• Estratto del testo:
**********

Si pensi che fino al XVIII secolo, ovvero il “secolo dei lumi”, la schiavitù del lavoro, la servitù della gleba e la tirannia aristocratico-feudale erano viste quali elementi ineluttabili e immodificabili, al limite come fenomeni conseguenti a leggi naturali, come una realtà che era sempre esistita e sarebbe durata in eterno, e non come dati storici transeunti, soggetti a trasformazioni rivoluzionarie determinate dalle forze produttive e sociali in movimento e in lotta sia per necessità oggettive che per volontà soggettive.

Eppure, alla fine del 1700 la rivoluzione francese e il radicalismo giacobino, mobilitando le masse popolari e contadine, spazzarono via il feudalesimo e l’assolutismo monarchico con tutti i suoi assurdi privilegi aristocratici, il servaggio, l’oscurantismo religioso e tutte le anticaglie medioevali. Parimenti, fino ad Abramo Lincoln nessuno avrebbe mai immaginato che la schiavitù, ritenuta per secoli come una situazione naturale e ineluttabile, una condizione ineliminabile e permanente dell’umanità, potesse un giorno essere abolita, almeno giuridicamente, sebbene non ancora soppressa sul piano materiale. E lo stesso si potrebbe dire per un fenomeno quale il cannibalismo, un’abitudine alimentare millenaria dei popoli primitivi, che oggi farebbe inorridire chiunque. E così per altre pratiche consuetudinarie, usanze e costumi del genere umano.

Pertanto, perché ritenere già persa in partenza la lotta politica a tutela dei lavoratori, in difesa dei salari più bassi e più deboli, una battaglia che si attesta oltretutto su posizioni difensiviste di salvaguardia e di retroguardia? Nel senso che non si aspira a fare la rivoluzione, a prendere il potere conquistando il “Palazzo d’Inverno”, ma si tratta di informare e sensibilizzare l’opinione pubblica promuovendo una presa di coscienza sulle tematiche che investono direttamente la vita quotidiana e la condizione dei lavoratori.

Non vorrei allontanarmi dal tema in questione. Ricordo che una delle radici ideologiche dell’opportunismo risiede precisamente nell’elettoralismo borghese. Personalmente sostengo con estrema durezza la critica contro l’opportunismo in quanto costituisce il male storico del movimento comunista internazionale. Non c’è bisogno di scomodare Lenin o Rosa Luxemburg per dimostrare la validità di tale tesi, basta guardarsi attorno.

L’interesse e il calcolo opportunistico, l’autoritarismo e il verticismo burocratico, l’arrivismo, l’ambizione e il carrierismo individuale, le invidie e i personalismi eccessivi, questi ed altri atteggiamenti piccolo-borghesi, purtroppo assai diffusi in determinati settori della cosiddetta “sinistra radicale” (e non solo negli ambienti della sinistra borghese e riformista), costituiscono un male ben peggiore dell’isolamento personale.

**********

• Dati forniti:

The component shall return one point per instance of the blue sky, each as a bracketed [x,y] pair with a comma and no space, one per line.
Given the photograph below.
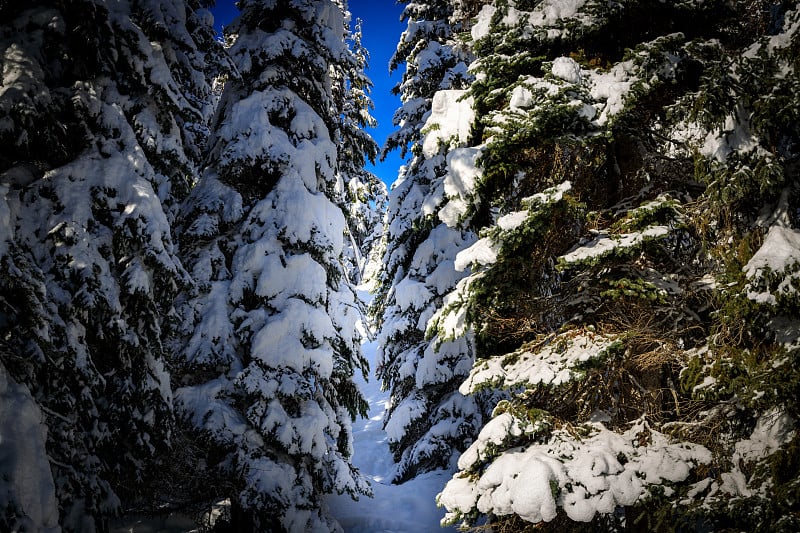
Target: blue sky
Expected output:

**********

• Consegne dell'esercizio:
**a.** Trascrivi senza alcuna modifica il brano dell'estratto del testo che va da "L’interesse e il" fino a "peggiore dell’isolamento personale." incluso.
**b.** Traduci in inglese la seguente frase tratta dall'estratto del testo: "Ricordo che una delle radici ideologiche dell’opportunismo risiede precisamente nell’elettoralismo borghese."
**c.** Rispondi alle seguenti domande basandoti sull'estratto del testo.
(i) Fino a quale secolo la schiavitù del lavoro, la servitù della gleba e la tirannia aristocratico-feudale erano considerate elementi ineluttabili e immodificabili?
(ii) Quali forze spazzarono via il feudalesimo e l'assolutismo monarchico alla fine del 1700?
(iii) Che cosa costituisce il male storico del movimento comunista internazionale?

• Soluzioni dell'esercizio:
**a.**
L’interesse e il calcolo opportunistico, l’autoritarismo e il verticismo burocratico, l’arrivismo, l’ambizione e il carrierismo individuale, le invidie e i personalismi eccessivi, questi ed altri atteggiamenti piccolo-borghesi, purtroppo assai diffusi in determinati settori della cosiddetta “sinistra radicale” (e non solo negli ambienti della sinistra borghese e riformista), costituiscono un male ben peggiore dell’isolamento personale.

**b.** Let me point out that one of the ideological roots of opportunism lies precisely in bourgeois electoralism.

**c.**
(i) Erano considerate tali fino al XVIII secolo, il "secolo dei lumi".
(ii) Furono la rivoluzione francese e il radicalismo giacobino, che mobilitarono le masse popolari e contadine.
(iii) Il male storico del movimento comunista internazionale è l'opportunismo.